─── SUPPLIED INFORMATION
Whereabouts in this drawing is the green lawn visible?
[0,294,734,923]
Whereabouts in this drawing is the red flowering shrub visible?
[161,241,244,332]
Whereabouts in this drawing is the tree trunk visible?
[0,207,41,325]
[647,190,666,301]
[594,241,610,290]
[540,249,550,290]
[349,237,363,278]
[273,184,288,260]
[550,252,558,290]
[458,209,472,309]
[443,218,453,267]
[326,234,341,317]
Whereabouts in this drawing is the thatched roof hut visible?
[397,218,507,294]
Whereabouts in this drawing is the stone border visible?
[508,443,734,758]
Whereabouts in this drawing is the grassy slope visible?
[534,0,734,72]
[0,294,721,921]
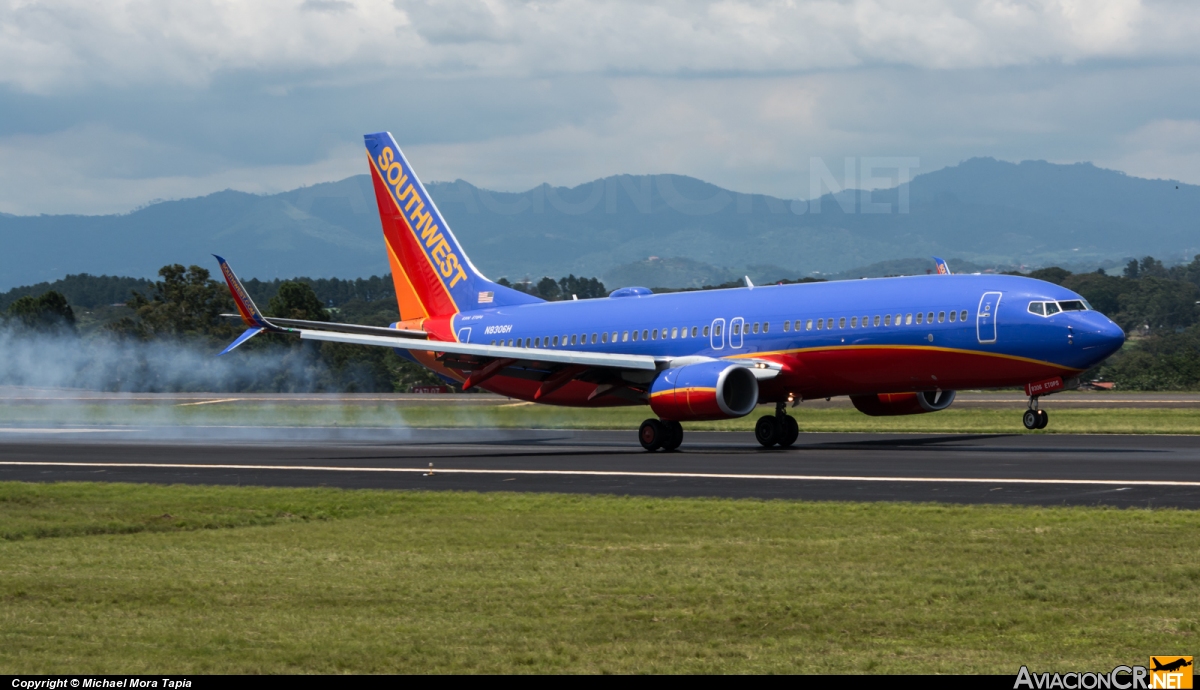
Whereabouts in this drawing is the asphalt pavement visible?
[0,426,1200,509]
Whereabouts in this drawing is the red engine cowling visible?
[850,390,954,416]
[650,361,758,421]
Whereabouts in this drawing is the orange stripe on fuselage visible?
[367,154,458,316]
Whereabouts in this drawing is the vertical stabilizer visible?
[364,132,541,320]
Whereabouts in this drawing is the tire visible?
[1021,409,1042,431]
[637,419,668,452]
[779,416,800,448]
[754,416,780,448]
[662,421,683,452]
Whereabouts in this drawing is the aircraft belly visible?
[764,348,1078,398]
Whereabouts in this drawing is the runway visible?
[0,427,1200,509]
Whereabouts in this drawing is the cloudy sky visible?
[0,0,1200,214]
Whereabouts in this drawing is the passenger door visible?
──────
WHAT THE TASK ASKS: Reproduce all of the data above line for line with no changes, leaving out the pictures.

RESULT BELOW:
Whereabouts in this drawing is the green lawn visible?
[0,294,734,923]
Whereabouts in this drawing is the red flowering shrub visible?
[161,241,244,332]
Whereabouts in this drawing is the tree trunk visible?
[0,207,41,325]
[647,190,666,301]
[594,241,610,290]
[540,249,550,290]
[349,237,363,278]
[273,184,288,260]
[550,252,558,290]
[458,209,472,309]
[443,218,453,267]
[326,234,341,317]
Whereabouts in this drawing is the thatched roof hut visible?
[397,218,507,294]
Whereabouts in this drawing is the stone border visible?
[508,443,734,758]
Whereabouts in this drawing is the grassy slope visible?
[534,0,734,72]
[0,294,721,921]
Whereabouts in this drawing is the asphalt pavement visible?
[0,426,1200,509]
Whereabouts in this drawing is the red engine cowling visible?
[850,390,954,416]
[650,361,758,421]
Whereabouts in this drawing is the orange stripe on fuselage visible?
[367,154,458,316]
Whereabouts in this drawing is the vertical stabilizer visible?
[364,132,541,320]
Whereabouts in this drawing is the tire visible?
[1021,409,1042,431]
[637,419,668,452]
[779,416,800,448]
[754,416,780,448]
[662,421,683,452]
Whereabouts in this drawing is the aircraft belly visible?
[764,348,1078,398]
Whereabouts in this drawing is the runway visible?
[0,427,1200,509]
Whereabouts in this drawing is the cloudy sky visible?
[0,0,1200,214]
Whereabouts in this drawing is the passenger door visible?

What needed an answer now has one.